*Orden de trabajo 1:*
Según el texto sobre el amor tóxico, ¿qué comprendió Farah acerca del veneno?
*Orden de trabajo 2:*
Reproduce sin cambios el tramo del texto sobre el amor tóxico que va desde «Enferma por el» hasta «deja sin contaminar.».

*Texto de estudio:*
/---
«Intente proteger a los que están a su alrededor del humo del tabaco», leyó mientras pensaba que algunas personas deberían llevar la misma leyenda a un lado de su cuerpo.
El amor tóxico sería para siempre, y desde ahora, una nueva enfermedad, a extinguir, con posibles vacunas que alejen de nosotros a los infieles amantes que tengan el propósito de envenenarnos para, después de vernos torpes y sin defensas, lanzar su ataque certero contra nuestro corazón.
Enferma por el veneno acumulado, Farah seguía sin entender nada de su vida, tambaleándose de un libro a otro, sin lograr comprender nada de lo que leía. Y lo que era aún peor, sin poder articular nada más que aquel discurso viejo sobre falsedades y narcisistas, que ya le olía a chamusquina hasta a ella misma. Comprendió entonces que el propio veneno no la dejaba razonar con claridad, una vez vencida su paciencia y su tesón…
Avanzó por el interminable pasillo de su diaria rutina y sacrificó toda su escasa inocencia en pos de comprender que mecanismo la llevaba a enredarse cada vez más en aquel amor tóxico, que todo lo puede y nada deja sin contaminar.
\---
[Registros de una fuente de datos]
/---
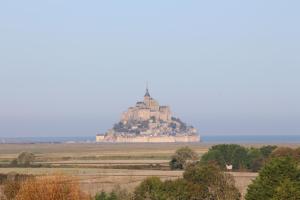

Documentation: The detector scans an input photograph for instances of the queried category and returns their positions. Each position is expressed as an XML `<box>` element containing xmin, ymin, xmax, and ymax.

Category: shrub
<box><xmin>134</xmin><ymin>177</ymin><xmax>166</xmax><ymax>200</ymax></box>
<box><xmin>246</xmin><ymin>157</ymin><xmax>300</xmax><ymax>200</ymax></box>
<box><xmin>134</xmin><ymin>163</ymin><xmax>240</xmax><ymax>200</ymax></box>
<box><xmin>169</xmin><ymin>147</ymin><xmax>198</xmax><ymax>169</ymax></box>
<box><xmin>183</xmin><ymin>163</ymin><xmax>240</xmax><ymax>200</ymax></box>
<box><xmin>16</xmin><ymin>175</ymin><xmax>89</xmax><ymax>200</ymax></box>
<box><xmin>3</xmin><ymin>180</ymin><xmax>21</xmax><ymax>200</ymax></box>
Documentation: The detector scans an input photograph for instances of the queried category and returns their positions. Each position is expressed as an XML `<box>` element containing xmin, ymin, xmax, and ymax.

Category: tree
\---
*Respuesta escrita 1:*
Comprendió que el propio veneno no la dejaba razonar con claridad.

*Respuesta escrita 2:*
Enferma por el veneno acumulado, Farah seguía sin entender nada de su vida, tambaleándose de un libro a otro, sin lograr comprender nada de lo que leía. Y lo que era aún peor, sin poder articular nada más que aquel discurso viejo sobre falsedades y narcisistas, que ya le olía a chamusquina hasta a ella misma. Comprendió entonces que el propio veneno no la dejaba razonar con claridad, una vez vencida su paciencia y su tesón…
Avanzó por el interminable pasillo de su diaria rutina y sacrificó toda su escasa inocencia en pos de comprender que mecanismo la llevaba a enredarse cada vez más en aquel amor tóxico, que todo lo puede y nada deja sin contaminar.